Contour annotation rows:
┌──

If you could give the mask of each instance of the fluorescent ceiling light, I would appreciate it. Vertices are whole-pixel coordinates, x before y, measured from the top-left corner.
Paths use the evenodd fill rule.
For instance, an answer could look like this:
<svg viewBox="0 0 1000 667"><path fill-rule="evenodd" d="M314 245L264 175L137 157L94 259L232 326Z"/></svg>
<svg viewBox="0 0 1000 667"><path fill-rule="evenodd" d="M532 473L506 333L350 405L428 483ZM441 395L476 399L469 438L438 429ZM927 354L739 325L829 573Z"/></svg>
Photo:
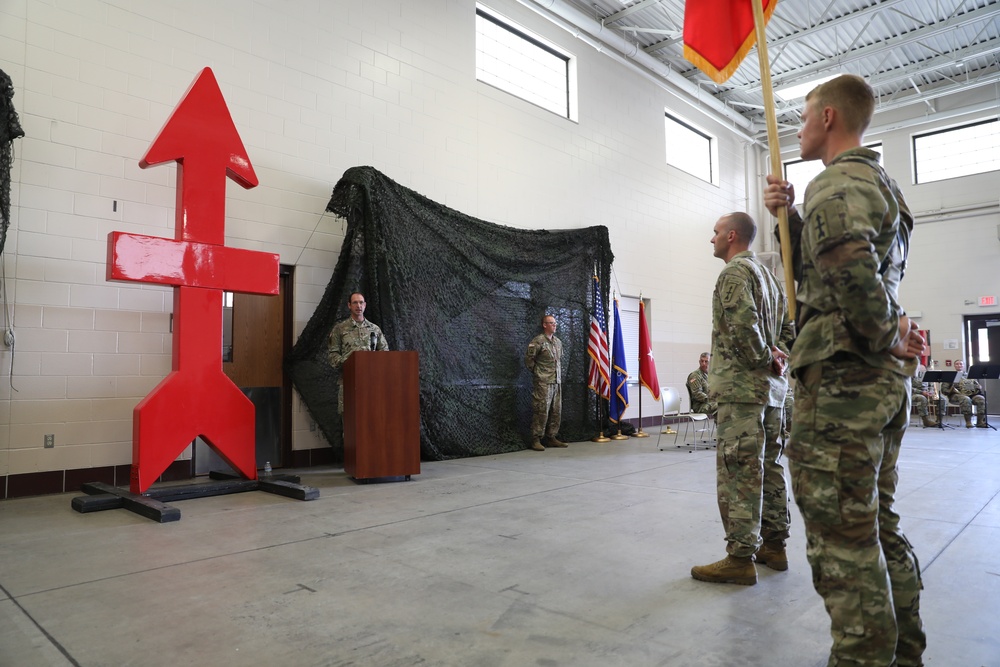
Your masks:
<svg viewBox="0 0 1000 667"><path fill-rule="evenodd" d="M837 72L836 74L830 74L829 76L823 76L818 79L811 79L803 83L792 84L791 86L782 86L780 88L775 88L774 94L778 95L779 97L781 97L781 99L785 100L786 102L789 102L791 100L795 100L800 97L805 97L809 91L811 91L819 84L825 83L830 79L836 79L838 76L840 76L840 72Z"/></svg>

└──

Set problem: Retype every row above word for word, leaving out the pictures.

Output for this exercise:
If you could give the mask of each instance of the fluorescent ceiling light, I would appreciate it. Vertices are whole-pixel coordinates, x before y, measured from the top-left corner.
Paths use the evenodd fill rule.
For instance, an answer could look like this:
<svg viewBox="0 0 1000 667"><path fill-rule="evenodd" d="M314 245L264 175L137 157L94 259L232 326Z"/></svg>
<svg viewBox="0 0 1000 667"><path fill-rule="evenodd" d="M532 473L506 333L350 405L428 483ZM441 395L476 399L469 438L438 429ZM927 354L739 325L829 573Z"/></svg>
Photo:
Your masks:
<svg viewBox="0 0 1000 667"><path fill-rule="evenodd" d="M837 72L836 74L830 74L829 76L823 76L818 79L811 79L803 83L792 84L791 86L782 86L780 88L775 88L774 94L778 95L779 97L781 97L781 99L785 100L786 102L789 102L791 100L795 100L800 97L805 97L809 91L811 91L819 84L825 83L830 79L836 79L838 76L840 76L840 72Z"/></svg>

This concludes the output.